EXTRACTED DATA:
"""
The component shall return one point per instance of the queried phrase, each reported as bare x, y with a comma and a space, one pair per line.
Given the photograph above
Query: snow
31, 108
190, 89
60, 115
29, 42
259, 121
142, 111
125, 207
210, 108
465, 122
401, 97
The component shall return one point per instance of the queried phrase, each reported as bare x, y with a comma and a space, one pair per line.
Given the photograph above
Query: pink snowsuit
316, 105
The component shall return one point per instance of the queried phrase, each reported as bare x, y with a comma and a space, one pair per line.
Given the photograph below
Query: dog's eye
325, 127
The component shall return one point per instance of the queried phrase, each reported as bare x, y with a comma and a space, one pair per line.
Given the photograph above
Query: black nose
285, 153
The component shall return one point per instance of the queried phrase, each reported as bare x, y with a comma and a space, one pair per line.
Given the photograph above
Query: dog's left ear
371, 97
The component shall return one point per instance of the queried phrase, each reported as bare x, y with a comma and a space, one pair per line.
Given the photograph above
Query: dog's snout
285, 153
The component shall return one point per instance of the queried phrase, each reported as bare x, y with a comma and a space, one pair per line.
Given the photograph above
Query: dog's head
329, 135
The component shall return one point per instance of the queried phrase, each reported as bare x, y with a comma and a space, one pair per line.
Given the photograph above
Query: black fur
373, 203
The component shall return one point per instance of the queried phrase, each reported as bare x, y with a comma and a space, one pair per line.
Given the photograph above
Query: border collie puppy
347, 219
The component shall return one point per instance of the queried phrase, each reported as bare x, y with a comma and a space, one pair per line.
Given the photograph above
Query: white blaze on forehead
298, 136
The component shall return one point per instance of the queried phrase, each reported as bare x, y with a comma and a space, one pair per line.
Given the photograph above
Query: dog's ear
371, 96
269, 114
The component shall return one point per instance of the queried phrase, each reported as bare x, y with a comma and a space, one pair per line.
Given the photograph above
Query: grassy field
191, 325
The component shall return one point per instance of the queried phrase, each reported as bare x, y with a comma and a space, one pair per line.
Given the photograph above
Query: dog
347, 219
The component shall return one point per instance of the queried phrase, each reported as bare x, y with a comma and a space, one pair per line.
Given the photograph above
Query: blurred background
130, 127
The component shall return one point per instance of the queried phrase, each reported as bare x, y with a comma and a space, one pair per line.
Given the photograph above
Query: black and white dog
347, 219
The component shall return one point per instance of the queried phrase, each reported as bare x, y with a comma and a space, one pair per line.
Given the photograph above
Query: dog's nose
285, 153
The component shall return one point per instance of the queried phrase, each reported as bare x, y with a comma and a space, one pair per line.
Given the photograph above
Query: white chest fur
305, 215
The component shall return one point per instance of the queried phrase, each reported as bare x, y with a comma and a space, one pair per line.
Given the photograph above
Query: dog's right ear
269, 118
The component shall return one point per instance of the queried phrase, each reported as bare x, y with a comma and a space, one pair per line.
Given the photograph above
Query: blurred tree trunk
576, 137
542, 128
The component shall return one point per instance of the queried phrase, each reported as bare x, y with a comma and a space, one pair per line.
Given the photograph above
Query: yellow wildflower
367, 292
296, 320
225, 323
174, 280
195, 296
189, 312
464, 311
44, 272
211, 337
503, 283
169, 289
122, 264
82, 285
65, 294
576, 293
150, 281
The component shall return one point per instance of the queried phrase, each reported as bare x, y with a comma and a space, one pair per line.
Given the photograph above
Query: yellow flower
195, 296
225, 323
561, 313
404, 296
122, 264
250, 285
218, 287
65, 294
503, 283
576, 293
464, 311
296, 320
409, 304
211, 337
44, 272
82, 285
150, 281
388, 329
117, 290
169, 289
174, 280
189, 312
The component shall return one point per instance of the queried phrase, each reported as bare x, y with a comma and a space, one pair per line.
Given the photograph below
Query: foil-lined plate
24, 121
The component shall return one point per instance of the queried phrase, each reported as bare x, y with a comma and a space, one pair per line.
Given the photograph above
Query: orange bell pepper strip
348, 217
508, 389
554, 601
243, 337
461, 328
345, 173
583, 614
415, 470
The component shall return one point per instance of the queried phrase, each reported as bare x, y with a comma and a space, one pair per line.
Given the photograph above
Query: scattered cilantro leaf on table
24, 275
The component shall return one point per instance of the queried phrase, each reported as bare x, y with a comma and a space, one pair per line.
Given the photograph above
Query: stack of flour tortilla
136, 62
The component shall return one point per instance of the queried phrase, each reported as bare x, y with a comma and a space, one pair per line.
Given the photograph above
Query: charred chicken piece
"""
THE REQUEST:
Set down the material above again, word for word.

SOLUTION TO THE EXERCISE:
The component shall return one point per instance of the queried phrase, each reported as bare x, y with a comma and a space, one pair per line.
Given the photograph above
Query: snow
31, 108
190, 89
60, 115
29, 42
259, 121
142, 111
125, 207
210, 108
465, 122
401, 97
The component shall return one point per instance of the queried phrase, each reported as bare x, y with a comma and a space, one pair per line.
Given the photograph above
Query: pink snowsuit
316, 105
The component shall return one point per instance of the queried phrase, each reported as bare x, y with a comma and a space, one pair per line.
Given the photograph below
Query: dog's eye
325, 127
The component shall return one point per instance of the queried phrase, each reported as bare x, y with a comma and a space, one pair per line.
Given the photograph above
Query: black nose
285, 153
The component shall return one point per instance of the queried phrase, each reported as bare x, y with a comma and a space, one pair per line.
Given the photograph above
Query: dog's left ear
371, 97
The component shall return one point per instance of the queried phrase, each reported as bare x, y with a comma and a space, one pair per line.
Given the photograph above
Query: dog's snout
285, 153
The component shall return one point per instance of the queried phrase, each reported as bare x, y with a comma and a space, one pair per line.
Given the photograph above
Query: dog's head
329, 135
The component shall return one point per instance of the queried phrase, each reported as bare x, y with a comma and a space, one pair per line.
Given the photograph above
Query: black fur
373, 203
The component shall return one point per instance of the queried phrase, each reported as bare x, y with a comma and a space, one pair per line.
Given the photograph above
Query: border collie puppy
347, 219
The component shall return one point per instance of the queried phrase, each reported as bare x, y with a comma and a space, one pair per line.
Given the photograph above
Query: white blaze on forehead
298, 136
The component shall return one point per instance of the queried phrase, each reported as bare x, y with a comma and a space, one pair per line.
Given the photograph above
Query: dog's ear
371, 96
269, 114
The component shall return one point per instance of the queried phrase, each reported as bare x, y with a comma and a space, one pair per line.
Given the photograph above
Query: grassy field
191, 325
The component shall return one point per instance of the queried phrase, each reported as bare x, y with a comma and a space, one pair per line.
Given the photograph above
Query: dog
347, 219
The component shall return one point per instance of the queried phrase, each reported as bare x, y with a comma and a space, one pair per line.
Given the photograph above
Query: blurred background
130, 127
The component shall return one point per instance of the queried phrase, each reported as bare x, y with a comma and a space, one pair per line.
Given the photograph above
Query: black and white dog
347, 219
The component shall return one point per instance of the queried phrase, each reported as bare x, y with a comma and a space, one pair per line.
Given the photograph above
Query: dog's nose
285, 153
The component shall return one point per instance of the queried phrase, each reported as bare x, y with a comma and a space, one pair per line.
Given the photograph above
Query: white chest fur
305, 215
The component shall return one point per instance of the queried phrase, each reported as bare x, y with a comma and a space, one pair per line.
Given the photograph above
Query: dog's right ear
269, 118
The component shall return one point per instance of the queried phrase, each reported as bare x, y with a comma and a space, one pair per line.
Given the photograph above
Query: blurred tree trunk
576, 137
542, 128
The component shall return one point per instance of the queried phrase, each reported as bare x, y with a comma and a space, one pair per line.
Given the photograph above
Query: yellow wildflower
367, 292
296, 320
225, 323
174, 280
195, 296
189, 312
464, 311
44, 272
211, 337
503, 283
169, 289
122, 264
82, 285
65, 294
576, 293
150, 281
The component shall return one point per instance of the queried phrase, each reported as bare x, y with a comma and a space, one pair per line.
Given the photograph above
Query: yellow flower
195, 296
225, 323
561, 313
404, 296
122, 264
250, 285
218, 287
65, 294
503, 283
576, 293
464, 311
296, 320
409, 304
211, 337
44, 272
82, 285
150, 281
388, 329
117, 290
169, 289
174, 280
189, 312
The component shall return one point per instance of the queried phrase, each reported as bare x, y with a comma and a space, one pair per line.
Given the photograph below
Query: foil-lined plate
24, 121
The component shall return one point per instance of the queried phrase, each reported as bare x, y with a comma and a space, one pair per line.
Given the photograph above
Query: orange bell pepper strip
348, 217
508, 389
554, 601
243, 337
461, 328
345, 173
583, 614
415, 470
The component shall return one point per instance of the queried phrase, each reported as bare x, y with a comma and a space, one pair per line.
Given the photograph above
Query: scattered cilantro leaf on table
24, 275
The component shall return one point per instance of the queried phrase, each reported as bare x, y with a comma and a space, one pair per line.
Given the photograph above
Query: stack of flour tortilla
136, 62
The component shall return one point per instance of the queried phrase, each reported as bare x, y with a comma and a space, one pair per line.
Given the photograph above
Query: charred chicken piece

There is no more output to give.